■ DESCRIPTION OF THE TASK:
Among the records below, find the lines with the word "board" and copy them.

■ RECORDS SHOWN:
┄┄┄┄┄┄┄┄┄┄

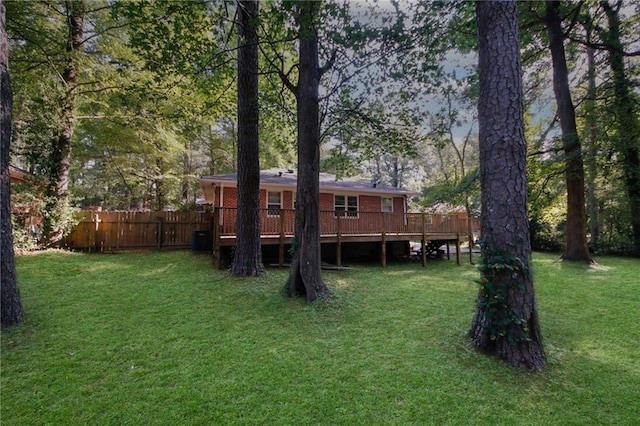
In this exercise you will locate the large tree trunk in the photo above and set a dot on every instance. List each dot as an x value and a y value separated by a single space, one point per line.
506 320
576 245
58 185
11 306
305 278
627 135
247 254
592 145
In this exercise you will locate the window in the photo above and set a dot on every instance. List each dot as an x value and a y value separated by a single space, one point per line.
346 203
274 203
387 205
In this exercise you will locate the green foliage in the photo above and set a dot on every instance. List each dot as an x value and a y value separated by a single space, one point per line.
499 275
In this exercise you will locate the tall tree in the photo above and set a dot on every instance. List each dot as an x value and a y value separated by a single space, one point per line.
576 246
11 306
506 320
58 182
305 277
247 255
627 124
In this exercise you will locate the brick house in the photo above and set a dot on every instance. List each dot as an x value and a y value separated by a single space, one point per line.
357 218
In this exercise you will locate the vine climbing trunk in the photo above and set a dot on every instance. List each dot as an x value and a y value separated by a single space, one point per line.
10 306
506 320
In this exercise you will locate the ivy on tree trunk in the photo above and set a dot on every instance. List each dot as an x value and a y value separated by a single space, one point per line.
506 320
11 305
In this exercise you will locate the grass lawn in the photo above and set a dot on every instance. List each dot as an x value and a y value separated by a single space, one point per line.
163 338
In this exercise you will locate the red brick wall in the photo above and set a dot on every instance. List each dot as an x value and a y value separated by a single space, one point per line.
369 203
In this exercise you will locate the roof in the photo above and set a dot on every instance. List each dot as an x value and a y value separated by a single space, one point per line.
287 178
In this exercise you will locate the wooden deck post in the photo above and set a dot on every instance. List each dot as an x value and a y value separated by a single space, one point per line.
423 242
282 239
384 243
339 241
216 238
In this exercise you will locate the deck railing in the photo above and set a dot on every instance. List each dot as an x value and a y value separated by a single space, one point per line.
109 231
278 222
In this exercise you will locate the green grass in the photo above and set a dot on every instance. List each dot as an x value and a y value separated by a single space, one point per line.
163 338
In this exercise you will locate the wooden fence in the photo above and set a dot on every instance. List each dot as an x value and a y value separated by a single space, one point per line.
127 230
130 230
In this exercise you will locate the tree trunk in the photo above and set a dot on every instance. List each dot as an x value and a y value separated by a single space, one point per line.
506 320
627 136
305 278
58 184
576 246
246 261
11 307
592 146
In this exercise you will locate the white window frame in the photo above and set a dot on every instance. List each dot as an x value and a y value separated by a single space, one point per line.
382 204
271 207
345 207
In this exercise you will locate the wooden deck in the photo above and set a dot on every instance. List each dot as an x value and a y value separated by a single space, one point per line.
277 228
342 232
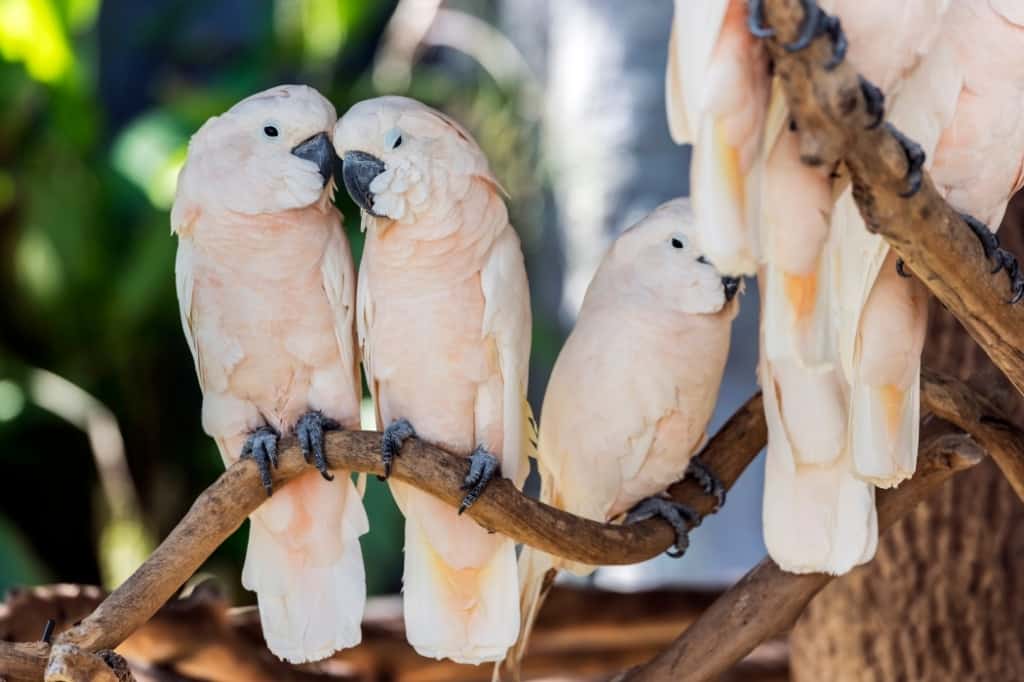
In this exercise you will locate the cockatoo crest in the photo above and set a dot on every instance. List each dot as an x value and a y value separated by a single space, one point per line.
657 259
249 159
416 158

┄┄┄┄┄┄┄┄┄┄

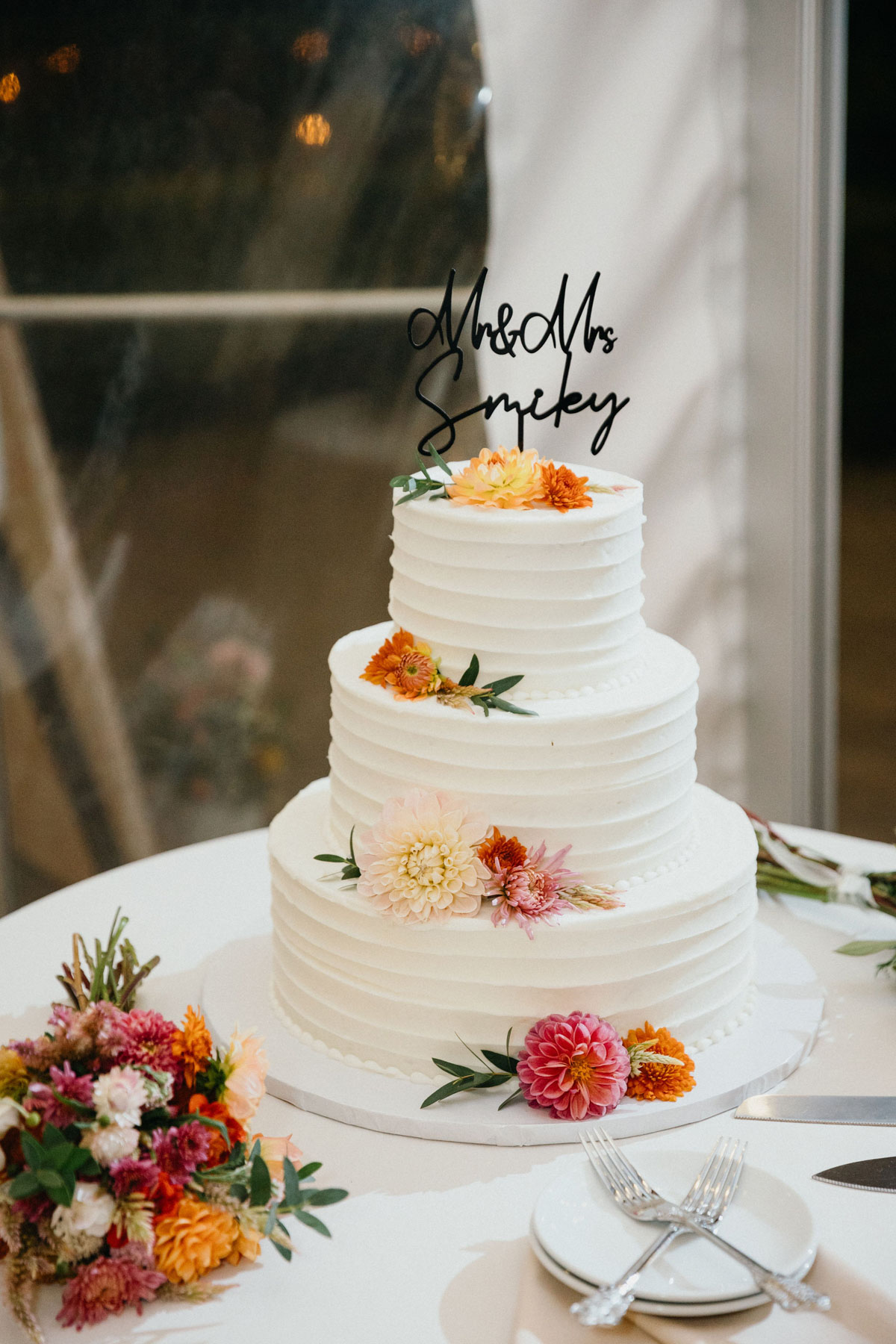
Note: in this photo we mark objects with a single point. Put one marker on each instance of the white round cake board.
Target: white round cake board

┄┄┄┄┄┄┄┄┄┄

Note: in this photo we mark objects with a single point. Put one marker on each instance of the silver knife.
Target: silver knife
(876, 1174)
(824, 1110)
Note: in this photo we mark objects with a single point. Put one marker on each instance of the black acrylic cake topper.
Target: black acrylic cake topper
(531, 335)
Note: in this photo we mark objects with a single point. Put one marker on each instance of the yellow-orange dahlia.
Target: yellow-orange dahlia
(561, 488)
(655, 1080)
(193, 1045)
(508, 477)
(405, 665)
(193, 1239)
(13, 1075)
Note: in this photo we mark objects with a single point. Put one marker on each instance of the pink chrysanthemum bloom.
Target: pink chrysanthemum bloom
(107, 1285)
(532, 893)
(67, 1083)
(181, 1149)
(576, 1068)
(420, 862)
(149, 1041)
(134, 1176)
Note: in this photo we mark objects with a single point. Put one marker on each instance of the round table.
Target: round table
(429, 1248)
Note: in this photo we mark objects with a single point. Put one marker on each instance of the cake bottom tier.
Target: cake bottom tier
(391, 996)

┄┄┄┄┄┄┄┄┄┄

■ WRITTEN SOLUTION:
Note: in this photo we mark objects with a single point. Put one marker on each instance of the white round cake board.
Target: white round cake board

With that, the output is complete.